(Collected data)
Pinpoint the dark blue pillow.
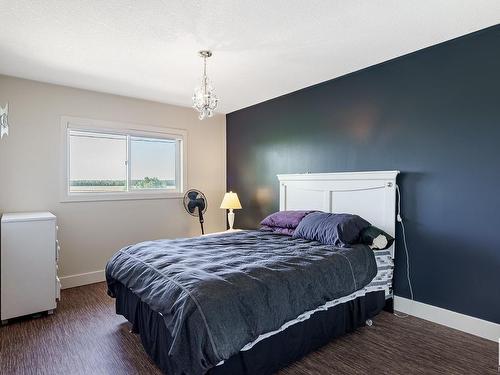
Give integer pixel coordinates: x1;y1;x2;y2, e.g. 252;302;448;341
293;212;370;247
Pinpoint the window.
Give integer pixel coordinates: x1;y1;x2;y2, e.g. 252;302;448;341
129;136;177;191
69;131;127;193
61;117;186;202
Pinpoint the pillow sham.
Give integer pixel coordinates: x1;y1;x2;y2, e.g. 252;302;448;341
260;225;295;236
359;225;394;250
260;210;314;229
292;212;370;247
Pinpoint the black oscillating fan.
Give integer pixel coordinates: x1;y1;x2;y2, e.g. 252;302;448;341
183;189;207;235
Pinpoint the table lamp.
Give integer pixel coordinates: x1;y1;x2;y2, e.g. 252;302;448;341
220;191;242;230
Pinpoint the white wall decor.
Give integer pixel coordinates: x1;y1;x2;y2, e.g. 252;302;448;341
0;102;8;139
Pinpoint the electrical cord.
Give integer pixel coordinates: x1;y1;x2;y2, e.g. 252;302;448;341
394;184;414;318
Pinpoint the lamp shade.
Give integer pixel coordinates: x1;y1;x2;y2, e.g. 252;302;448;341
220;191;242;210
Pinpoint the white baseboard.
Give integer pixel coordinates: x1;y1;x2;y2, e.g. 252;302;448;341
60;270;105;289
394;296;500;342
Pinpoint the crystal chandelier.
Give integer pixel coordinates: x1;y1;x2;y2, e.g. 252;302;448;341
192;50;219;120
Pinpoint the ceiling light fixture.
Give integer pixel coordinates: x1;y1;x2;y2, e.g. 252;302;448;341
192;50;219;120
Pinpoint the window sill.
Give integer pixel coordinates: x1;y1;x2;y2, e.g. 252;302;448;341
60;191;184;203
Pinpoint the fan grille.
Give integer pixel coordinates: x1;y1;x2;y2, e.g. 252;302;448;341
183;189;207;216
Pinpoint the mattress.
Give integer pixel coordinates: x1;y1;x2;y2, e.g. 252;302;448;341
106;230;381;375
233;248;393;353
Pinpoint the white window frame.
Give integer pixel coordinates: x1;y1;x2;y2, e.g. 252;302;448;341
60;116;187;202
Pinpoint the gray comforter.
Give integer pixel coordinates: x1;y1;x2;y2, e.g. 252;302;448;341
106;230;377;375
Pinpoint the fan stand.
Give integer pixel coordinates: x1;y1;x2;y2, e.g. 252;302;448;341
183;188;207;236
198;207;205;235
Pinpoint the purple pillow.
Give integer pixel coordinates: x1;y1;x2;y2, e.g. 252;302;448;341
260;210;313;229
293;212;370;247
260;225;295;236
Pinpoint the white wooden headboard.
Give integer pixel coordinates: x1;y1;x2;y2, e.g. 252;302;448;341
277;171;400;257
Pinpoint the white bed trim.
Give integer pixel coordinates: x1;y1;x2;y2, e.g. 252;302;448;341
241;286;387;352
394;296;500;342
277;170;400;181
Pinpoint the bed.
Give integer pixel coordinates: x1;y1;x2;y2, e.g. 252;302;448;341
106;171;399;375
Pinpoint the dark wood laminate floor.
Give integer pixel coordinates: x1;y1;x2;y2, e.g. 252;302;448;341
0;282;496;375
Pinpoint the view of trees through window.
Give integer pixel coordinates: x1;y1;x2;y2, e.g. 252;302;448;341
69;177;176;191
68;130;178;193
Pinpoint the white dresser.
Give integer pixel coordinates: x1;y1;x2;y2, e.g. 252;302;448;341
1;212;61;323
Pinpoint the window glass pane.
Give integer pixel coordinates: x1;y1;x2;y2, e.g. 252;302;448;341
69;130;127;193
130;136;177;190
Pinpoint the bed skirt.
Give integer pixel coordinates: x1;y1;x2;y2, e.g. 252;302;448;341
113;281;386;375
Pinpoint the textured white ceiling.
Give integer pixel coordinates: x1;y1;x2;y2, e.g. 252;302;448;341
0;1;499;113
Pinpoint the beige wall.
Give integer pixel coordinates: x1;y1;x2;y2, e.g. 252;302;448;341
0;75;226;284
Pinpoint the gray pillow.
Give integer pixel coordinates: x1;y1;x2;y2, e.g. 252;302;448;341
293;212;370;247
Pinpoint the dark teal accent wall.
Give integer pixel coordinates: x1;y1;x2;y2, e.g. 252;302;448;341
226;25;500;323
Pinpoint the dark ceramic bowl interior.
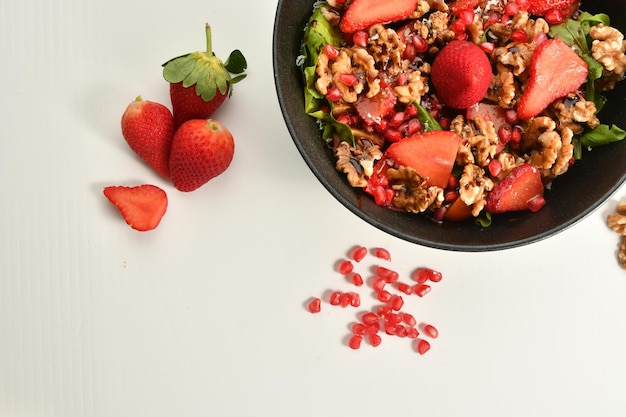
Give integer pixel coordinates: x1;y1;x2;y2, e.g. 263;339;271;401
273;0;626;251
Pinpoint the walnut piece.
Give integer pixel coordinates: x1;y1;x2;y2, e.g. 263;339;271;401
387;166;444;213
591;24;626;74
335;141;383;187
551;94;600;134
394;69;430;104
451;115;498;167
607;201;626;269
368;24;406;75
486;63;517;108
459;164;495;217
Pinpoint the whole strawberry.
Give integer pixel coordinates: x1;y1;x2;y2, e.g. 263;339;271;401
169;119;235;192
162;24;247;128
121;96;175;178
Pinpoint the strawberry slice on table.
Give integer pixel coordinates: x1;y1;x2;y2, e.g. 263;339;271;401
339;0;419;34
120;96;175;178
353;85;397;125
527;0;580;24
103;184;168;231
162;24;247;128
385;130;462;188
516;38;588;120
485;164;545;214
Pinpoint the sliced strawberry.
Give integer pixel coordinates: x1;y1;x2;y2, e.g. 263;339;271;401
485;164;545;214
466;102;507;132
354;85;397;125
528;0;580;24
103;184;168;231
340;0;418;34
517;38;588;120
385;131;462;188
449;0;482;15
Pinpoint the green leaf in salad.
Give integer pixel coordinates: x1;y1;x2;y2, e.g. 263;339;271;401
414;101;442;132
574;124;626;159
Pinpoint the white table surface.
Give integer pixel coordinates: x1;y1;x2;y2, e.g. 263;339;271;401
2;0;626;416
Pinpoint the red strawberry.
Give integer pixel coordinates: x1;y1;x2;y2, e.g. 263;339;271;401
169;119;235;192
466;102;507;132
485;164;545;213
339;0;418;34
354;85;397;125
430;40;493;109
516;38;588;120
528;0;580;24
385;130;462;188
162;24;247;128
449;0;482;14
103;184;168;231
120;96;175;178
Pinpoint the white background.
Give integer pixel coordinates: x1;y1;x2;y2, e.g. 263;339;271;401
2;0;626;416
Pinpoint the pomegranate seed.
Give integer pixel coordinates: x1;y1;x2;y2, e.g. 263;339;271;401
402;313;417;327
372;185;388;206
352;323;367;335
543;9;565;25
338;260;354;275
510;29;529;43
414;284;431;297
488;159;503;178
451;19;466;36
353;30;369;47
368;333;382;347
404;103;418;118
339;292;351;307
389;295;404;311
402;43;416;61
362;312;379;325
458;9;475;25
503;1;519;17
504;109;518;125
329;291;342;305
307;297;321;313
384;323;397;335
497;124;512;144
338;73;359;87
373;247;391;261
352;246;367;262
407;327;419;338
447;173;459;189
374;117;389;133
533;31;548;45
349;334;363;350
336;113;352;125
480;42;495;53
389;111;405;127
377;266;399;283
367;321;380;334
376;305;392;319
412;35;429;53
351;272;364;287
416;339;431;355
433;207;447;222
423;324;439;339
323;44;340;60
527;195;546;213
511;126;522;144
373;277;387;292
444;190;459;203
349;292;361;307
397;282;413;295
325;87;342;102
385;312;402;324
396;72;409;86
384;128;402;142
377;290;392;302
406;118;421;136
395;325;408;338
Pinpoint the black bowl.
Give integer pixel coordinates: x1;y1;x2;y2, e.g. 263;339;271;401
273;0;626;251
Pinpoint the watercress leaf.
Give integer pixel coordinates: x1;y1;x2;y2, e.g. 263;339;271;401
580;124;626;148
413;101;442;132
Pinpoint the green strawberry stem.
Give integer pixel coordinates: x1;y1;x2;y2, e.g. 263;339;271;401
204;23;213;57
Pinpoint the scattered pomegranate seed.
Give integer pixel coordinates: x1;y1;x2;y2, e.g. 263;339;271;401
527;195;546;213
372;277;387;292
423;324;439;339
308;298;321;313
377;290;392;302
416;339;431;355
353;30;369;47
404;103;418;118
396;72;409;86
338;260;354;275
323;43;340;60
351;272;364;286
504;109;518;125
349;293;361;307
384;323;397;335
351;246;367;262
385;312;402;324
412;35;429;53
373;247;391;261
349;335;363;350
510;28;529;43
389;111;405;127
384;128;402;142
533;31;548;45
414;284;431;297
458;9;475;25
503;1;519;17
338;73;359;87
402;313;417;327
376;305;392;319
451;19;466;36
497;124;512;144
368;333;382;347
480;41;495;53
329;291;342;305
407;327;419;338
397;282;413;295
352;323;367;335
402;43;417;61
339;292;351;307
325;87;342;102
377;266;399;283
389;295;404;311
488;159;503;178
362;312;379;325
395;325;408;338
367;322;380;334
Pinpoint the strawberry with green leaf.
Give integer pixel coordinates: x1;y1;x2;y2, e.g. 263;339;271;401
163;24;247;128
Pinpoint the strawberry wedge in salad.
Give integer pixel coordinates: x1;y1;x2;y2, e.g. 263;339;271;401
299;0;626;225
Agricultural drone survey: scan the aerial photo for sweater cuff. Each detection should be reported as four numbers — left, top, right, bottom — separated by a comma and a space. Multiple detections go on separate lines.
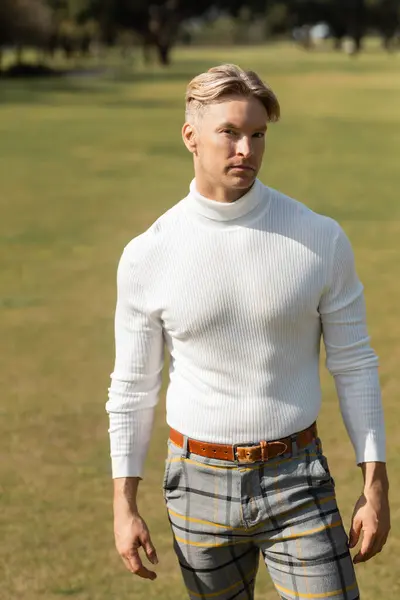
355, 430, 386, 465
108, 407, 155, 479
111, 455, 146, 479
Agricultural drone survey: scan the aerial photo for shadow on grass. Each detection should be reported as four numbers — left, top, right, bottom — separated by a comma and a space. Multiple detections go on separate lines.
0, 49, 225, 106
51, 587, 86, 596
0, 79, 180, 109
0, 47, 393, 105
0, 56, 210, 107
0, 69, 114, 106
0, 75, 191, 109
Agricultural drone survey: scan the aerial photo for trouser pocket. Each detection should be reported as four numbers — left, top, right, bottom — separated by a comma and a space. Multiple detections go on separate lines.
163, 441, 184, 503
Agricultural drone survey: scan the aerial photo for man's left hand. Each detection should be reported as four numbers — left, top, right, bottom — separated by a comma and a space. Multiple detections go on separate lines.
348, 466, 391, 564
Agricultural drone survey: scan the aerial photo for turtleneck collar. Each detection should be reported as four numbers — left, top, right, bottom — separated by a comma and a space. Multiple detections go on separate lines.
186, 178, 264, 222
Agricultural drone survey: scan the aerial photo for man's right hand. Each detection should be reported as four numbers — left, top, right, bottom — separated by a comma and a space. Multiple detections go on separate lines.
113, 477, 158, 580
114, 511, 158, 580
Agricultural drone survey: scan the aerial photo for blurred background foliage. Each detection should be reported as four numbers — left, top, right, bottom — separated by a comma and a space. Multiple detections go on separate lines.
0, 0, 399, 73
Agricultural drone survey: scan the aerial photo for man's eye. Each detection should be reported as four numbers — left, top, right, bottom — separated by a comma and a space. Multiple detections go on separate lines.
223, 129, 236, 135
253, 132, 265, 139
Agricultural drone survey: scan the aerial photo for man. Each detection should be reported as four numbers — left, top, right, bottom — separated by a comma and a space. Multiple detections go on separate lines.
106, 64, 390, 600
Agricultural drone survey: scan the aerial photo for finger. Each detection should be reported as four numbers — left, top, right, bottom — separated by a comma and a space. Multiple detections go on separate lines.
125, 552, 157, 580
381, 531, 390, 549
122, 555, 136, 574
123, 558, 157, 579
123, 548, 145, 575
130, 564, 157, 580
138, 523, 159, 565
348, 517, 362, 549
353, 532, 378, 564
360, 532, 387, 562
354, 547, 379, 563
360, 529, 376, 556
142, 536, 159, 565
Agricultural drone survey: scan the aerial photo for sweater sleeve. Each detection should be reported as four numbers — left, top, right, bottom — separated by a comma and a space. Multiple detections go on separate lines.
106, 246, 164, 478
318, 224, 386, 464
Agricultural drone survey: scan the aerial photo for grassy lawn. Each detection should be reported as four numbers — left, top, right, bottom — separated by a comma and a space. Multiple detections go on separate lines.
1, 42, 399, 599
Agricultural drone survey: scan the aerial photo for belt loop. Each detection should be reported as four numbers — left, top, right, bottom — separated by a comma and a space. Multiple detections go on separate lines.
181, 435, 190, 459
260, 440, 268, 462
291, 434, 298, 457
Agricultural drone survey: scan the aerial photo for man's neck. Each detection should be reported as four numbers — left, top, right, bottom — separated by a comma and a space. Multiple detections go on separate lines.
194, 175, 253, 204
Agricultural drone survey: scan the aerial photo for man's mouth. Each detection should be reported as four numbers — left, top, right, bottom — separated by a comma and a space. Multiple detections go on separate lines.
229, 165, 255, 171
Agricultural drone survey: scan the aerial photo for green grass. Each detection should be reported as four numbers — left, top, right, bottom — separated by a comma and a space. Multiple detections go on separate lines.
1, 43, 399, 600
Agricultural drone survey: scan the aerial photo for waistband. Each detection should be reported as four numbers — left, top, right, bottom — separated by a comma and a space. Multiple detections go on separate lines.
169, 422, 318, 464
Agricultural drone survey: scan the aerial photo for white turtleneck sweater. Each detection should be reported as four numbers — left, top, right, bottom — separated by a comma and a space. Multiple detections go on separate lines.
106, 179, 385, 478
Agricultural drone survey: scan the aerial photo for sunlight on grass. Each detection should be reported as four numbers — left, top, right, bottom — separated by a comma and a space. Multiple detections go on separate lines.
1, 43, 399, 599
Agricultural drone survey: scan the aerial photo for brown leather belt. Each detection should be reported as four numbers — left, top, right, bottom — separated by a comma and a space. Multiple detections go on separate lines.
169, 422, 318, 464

> [DIRECTIONS FOR THIS TASK]: Which of the lines above hold the string "window"? Copy each one.

> [EXERCISE ANSWER]:
Pinpoint the window.
Pinpoint the window sill.
Pinpoint the white window frame.
Pinpoint the view of trees through window.
Pinpoint the window glass pane.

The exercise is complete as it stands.